ISTRUZIONI ESERCIZIO -
- a) Nel testo sul cinema del 2020, spiega perché quest'anno non viene proposta una vera classifica.
- b) Riporta il tratto del testo sul cinema del 2020 che va da "Le mie amatissime" fino a "Insomma un’ecatombe.".

TESTO FORNITO -
-.-.-

Quest’anno, si sa, è stato l’annus horribilis del cinema.
Le mie amatissime sale sono rimaste chiuse per la maggior parte del 2020 e, nonostante abbia cercato di vedere più film possibili, in sala ci sono stata solo 38 volte, quando di solito la mia media si aggira intorno alle 90-100.
Insomma un’ecatombe.
Per cui, a questo giro, non me la sento di fare una vera e proprio classifica, perché mi pare un anno non vissuto, un anno in cui non c’è stata gara o in cui, al limite, l’unica gara è stata quella della sopravvivenza.
Ma vi parlo volentieri di una manciata di film (10) un po’ particolari, provenienti da tutto il mondo, che magari non vi è capitato di vedere e, chi lo sa, magari vi viene voglia di scoprire.

-.-.-

MATERIALE FORNITO -
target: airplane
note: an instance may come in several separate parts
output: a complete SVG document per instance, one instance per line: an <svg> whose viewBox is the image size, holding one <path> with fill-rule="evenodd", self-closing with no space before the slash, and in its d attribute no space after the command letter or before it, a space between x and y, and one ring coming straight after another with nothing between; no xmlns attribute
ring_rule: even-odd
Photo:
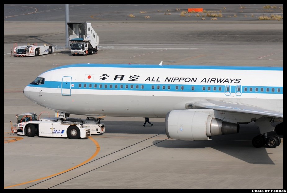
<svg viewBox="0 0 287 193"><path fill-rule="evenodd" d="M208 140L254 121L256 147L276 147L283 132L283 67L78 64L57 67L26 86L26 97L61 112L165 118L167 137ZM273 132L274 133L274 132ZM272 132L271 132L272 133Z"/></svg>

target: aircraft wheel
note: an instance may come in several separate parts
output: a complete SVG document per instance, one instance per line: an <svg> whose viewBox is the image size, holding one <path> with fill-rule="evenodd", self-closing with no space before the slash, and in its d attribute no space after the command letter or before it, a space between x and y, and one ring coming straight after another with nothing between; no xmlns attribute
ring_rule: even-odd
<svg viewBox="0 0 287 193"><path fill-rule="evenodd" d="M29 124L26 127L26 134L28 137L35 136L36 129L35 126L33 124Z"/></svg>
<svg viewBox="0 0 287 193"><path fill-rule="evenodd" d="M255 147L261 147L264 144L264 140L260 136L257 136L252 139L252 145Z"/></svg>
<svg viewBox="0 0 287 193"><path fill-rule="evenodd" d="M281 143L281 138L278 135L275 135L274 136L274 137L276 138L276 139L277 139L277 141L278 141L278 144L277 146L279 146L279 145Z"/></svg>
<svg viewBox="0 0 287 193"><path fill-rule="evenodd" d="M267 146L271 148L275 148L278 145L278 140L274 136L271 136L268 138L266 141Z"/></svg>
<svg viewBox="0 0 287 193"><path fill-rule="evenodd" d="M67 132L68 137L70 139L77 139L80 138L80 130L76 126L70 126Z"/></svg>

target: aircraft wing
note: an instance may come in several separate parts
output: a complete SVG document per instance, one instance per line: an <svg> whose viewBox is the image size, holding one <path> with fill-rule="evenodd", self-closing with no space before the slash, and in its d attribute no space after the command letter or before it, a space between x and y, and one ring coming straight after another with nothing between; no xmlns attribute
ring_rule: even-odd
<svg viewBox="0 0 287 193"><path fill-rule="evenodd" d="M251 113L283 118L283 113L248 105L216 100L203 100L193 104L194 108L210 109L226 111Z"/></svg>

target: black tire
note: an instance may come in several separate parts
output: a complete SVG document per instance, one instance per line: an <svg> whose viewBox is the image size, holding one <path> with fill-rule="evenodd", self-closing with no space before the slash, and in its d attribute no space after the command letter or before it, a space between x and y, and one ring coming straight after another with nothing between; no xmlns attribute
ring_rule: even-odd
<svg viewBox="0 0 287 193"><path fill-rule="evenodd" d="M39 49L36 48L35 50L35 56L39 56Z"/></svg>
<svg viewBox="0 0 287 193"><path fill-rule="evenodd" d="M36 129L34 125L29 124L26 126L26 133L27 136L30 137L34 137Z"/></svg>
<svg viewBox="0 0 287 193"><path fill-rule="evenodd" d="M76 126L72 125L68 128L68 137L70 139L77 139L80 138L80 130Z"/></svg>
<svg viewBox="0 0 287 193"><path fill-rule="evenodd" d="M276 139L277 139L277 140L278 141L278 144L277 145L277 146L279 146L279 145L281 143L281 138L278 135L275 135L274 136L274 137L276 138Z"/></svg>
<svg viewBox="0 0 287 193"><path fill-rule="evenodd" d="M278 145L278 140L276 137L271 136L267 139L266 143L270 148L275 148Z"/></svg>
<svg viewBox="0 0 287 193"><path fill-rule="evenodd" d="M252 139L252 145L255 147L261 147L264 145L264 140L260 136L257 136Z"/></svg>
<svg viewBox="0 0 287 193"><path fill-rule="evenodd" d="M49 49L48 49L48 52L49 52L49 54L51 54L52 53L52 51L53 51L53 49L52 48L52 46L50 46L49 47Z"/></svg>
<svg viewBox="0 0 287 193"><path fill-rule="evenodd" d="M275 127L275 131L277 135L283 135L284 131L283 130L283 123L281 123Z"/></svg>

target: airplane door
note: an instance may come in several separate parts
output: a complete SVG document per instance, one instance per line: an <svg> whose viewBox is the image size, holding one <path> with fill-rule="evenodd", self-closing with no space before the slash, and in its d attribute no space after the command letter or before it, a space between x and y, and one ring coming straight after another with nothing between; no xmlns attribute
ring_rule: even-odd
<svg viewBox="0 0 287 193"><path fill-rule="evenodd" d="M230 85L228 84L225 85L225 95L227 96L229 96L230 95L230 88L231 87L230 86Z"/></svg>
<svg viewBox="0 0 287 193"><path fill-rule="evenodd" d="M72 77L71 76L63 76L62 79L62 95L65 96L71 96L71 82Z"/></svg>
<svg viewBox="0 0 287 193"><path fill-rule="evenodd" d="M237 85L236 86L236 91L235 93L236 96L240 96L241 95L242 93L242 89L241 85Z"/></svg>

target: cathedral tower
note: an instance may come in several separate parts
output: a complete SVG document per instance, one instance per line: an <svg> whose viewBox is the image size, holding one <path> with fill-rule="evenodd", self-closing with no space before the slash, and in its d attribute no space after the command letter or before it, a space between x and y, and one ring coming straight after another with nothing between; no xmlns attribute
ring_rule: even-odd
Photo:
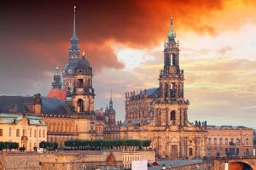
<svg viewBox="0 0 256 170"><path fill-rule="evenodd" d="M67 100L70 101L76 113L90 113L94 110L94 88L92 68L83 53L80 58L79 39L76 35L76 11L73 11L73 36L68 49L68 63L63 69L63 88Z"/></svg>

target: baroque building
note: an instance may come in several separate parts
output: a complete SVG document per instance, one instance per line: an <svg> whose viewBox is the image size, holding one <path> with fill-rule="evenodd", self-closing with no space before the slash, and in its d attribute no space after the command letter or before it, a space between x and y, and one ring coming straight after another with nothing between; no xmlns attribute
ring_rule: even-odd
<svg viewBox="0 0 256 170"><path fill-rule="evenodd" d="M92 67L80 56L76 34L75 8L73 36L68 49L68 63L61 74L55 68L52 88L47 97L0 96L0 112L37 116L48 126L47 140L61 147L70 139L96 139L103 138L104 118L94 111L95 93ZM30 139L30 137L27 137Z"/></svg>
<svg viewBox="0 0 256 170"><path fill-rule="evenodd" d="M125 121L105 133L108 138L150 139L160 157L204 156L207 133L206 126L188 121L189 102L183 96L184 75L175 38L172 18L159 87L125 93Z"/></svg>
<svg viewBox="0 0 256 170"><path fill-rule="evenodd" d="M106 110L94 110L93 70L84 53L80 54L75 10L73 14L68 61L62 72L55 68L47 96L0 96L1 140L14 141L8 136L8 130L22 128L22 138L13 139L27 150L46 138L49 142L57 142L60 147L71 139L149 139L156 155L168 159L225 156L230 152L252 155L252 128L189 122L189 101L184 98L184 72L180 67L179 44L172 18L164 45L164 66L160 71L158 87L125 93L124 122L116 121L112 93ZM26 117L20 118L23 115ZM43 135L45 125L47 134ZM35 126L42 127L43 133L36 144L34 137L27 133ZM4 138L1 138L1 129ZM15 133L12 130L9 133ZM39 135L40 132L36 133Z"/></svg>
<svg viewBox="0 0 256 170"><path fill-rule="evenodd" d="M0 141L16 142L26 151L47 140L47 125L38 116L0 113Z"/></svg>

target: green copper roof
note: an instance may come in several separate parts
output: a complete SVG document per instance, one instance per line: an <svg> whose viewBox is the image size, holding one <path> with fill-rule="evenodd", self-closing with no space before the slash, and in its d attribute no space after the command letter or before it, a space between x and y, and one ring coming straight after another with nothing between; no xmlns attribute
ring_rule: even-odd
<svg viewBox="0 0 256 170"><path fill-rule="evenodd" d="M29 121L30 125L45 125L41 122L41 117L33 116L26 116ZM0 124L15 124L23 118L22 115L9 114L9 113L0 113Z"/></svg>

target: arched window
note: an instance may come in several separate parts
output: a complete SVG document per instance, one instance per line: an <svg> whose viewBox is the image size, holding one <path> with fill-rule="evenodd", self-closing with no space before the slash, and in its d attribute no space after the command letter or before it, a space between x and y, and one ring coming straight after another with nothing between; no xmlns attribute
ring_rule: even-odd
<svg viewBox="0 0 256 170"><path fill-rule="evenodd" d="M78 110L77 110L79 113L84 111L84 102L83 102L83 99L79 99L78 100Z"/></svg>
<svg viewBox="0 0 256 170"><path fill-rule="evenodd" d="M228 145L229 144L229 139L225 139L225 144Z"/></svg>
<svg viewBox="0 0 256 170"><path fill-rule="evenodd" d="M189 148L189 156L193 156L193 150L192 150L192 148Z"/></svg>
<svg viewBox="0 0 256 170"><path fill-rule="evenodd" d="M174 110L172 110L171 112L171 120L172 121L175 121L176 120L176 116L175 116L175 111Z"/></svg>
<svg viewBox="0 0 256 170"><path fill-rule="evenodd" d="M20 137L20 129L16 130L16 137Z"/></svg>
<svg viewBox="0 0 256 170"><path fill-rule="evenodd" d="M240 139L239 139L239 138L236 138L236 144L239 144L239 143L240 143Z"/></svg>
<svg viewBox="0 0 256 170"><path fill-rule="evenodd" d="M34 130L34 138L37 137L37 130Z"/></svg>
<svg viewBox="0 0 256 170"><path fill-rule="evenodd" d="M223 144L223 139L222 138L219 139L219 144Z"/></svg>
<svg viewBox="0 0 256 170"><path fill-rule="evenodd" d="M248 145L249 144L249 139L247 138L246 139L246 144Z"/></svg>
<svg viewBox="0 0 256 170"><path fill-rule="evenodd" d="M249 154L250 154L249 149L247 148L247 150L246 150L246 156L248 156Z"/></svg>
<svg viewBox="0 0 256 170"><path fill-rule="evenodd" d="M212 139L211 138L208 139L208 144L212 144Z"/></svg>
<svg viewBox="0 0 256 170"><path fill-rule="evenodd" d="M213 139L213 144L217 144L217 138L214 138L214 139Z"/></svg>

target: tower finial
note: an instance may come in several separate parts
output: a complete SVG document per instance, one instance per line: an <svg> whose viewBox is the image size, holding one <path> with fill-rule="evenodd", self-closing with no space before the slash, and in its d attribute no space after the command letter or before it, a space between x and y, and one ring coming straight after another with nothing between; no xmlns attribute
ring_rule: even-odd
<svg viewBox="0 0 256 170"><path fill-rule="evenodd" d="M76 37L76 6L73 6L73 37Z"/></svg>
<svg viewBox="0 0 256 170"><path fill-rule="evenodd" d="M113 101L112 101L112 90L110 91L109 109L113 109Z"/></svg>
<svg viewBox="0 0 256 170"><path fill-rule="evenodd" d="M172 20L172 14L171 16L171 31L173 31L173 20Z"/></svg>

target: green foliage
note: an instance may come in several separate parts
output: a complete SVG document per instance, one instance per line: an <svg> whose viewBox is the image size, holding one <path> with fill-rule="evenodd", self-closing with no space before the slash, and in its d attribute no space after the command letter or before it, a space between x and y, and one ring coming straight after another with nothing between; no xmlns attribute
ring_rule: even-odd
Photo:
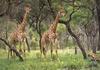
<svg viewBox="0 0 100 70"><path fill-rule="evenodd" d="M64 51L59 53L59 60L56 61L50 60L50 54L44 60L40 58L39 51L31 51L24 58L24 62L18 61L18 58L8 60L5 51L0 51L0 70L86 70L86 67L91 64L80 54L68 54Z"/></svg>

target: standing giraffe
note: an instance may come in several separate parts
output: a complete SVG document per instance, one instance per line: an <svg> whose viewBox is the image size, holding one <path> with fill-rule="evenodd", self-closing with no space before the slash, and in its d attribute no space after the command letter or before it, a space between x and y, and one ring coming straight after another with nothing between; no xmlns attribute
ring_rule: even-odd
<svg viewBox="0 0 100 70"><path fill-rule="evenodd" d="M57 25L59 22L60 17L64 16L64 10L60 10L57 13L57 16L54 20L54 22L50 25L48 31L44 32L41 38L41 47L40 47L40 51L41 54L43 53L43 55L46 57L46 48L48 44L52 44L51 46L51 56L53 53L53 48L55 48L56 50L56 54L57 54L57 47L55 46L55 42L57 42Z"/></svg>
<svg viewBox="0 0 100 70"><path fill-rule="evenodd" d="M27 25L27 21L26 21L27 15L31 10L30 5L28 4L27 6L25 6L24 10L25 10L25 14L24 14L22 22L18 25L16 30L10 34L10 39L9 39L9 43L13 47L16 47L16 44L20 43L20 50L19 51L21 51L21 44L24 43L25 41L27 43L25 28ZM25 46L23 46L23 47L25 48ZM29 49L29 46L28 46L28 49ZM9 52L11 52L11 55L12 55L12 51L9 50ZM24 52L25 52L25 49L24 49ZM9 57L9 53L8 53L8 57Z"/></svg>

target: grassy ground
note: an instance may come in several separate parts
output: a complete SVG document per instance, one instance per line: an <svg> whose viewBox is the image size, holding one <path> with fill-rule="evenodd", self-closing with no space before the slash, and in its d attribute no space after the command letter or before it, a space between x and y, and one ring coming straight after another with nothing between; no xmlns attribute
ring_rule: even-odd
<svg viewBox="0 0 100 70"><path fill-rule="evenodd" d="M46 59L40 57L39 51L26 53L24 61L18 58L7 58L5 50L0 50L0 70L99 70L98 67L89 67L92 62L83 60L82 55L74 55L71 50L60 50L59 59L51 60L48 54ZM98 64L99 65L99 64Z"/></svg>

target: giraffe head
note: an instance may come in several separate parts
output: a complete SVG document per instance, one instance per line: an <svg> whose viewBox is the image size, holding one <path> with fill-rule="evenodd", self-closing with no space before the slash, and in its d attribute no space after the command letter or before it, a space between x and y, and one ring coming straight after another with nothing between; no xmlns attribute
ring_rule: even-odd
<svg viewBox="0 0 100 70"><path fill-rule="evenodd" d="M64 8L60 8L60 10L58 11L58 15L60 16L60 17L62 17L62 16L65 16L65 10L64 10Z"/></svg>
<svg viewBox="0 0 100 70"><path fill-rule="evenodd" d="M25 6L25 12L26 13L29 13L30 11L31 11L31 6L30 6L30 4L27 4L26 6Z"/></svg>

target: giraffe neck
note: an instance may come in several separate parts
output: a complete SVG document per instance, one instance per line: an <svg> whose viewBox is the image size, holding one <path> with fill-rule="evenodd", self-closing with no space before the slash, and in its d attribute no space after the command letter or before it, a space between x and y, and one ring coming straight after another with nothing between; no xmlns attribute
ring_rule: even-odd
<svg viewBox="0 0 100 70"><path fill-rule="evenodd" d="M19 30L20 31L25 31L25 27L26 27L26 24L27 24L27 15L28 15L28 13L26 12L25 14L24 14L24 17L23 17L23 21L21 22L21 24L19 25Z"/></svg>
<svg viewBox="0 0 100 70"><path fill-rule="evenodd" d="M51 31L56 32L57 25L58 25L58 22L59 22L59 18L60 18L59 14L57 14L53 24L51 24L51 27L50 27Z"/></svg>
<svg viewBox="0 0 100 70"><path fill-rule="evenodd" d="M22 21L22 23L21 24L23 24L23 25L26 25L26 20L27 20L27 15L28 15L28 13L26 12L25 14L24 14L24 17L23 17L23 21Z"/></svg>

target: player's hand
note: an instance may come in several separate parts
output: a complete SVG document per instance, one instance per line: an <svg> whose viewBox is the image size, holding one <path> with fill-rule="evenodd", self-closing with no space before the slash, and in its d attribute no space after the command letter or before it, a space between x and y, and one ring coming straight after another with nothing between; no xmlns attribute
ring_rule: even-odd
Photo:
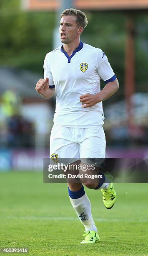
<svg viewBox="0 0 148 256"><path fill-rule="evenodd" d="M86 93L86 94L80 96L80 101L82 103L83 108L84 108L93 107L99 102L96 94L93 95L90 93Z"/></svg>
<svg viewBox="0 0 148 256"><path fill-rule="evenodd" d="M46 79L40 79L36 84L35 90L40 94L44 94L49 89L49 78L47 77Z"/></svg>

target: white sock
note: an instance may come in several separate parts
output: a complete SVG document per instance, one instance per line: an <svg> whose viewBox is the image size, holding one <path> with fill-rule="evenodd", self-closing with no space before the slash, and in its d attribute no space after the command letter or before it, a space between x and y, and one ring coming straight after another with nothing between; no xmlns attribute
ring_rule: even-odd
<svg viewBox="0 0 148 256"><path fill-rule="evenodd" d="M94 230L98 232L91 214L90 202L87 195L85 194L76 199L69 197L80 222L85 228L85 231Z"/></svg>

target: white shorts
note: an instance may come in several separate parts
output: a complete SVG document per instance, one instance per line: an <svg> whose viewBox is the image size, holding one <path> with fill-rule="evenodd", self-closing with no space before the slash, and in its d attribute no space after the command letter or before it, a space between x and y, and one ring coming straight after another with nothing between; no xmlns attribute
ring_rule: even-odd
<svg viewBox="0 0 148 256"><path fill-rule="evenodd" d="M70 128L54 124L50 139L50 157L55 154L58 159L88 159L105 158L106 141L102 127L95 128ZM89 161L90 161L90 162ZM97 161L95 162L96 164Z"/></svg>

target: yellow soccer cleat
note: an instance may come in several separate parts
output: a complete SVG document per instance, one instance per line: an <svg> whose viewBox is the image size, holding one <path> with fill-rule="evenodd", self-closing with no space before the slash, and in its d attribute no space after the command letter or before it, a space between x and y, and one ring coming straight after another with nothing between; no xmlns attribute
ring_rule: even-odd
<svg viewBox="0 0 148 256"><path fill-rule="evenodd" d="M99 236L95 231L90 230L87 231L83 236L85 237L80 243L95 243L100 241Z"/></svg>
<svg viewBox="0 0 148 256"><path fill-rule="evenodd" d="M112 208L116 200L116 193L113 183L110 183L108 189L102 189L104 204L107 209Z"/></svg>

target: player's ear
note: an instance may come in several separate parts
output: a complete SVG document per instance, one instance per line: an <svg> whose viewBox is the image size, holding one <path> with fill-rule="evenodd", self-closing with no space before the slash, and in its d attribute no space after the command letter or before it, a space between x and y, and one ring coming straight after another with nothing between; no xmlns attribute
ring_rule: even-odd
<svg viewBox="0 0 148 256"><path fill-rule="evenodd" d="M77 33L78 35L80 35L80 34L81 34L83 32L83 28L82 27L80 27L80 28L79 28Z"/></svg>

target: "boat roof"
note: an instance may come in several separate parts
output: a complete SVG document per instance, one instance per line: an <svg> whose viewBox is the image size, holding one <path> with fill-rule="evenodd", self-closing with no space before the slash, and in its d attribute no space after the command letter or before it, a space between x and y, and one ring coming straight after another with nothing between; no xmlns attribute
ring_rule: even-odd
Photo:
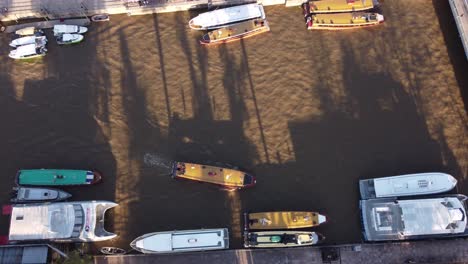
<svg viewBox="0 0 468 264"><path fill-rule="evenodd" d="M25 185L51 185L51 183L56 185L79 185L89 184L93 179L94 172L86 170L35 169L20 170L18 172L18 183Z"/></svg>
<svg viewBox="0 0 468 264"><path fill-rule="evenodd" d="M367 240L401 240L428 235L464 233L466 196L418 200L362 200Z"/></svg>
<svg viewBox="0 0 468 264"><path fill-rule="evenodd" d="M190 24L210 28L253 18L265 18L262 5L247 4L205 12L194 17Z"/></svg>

-.-.-

RISULTATI FINALI -
- a) Il 2020 sembra un anno non vissuto, in cui non c'è stata gara, o al massimo l'unica gara è stata quella della sopravvivenza.

- b)
Le mie amatissime sale sono rimaste chiuse per la maggior parte del 2020 e, nonostante abbia cercato di vedere più film possibili, in sala ci sono stata solo 38 volte, quando di solito la mia media si aggira intorno alle 90-100.
Insomma un’ecatombe.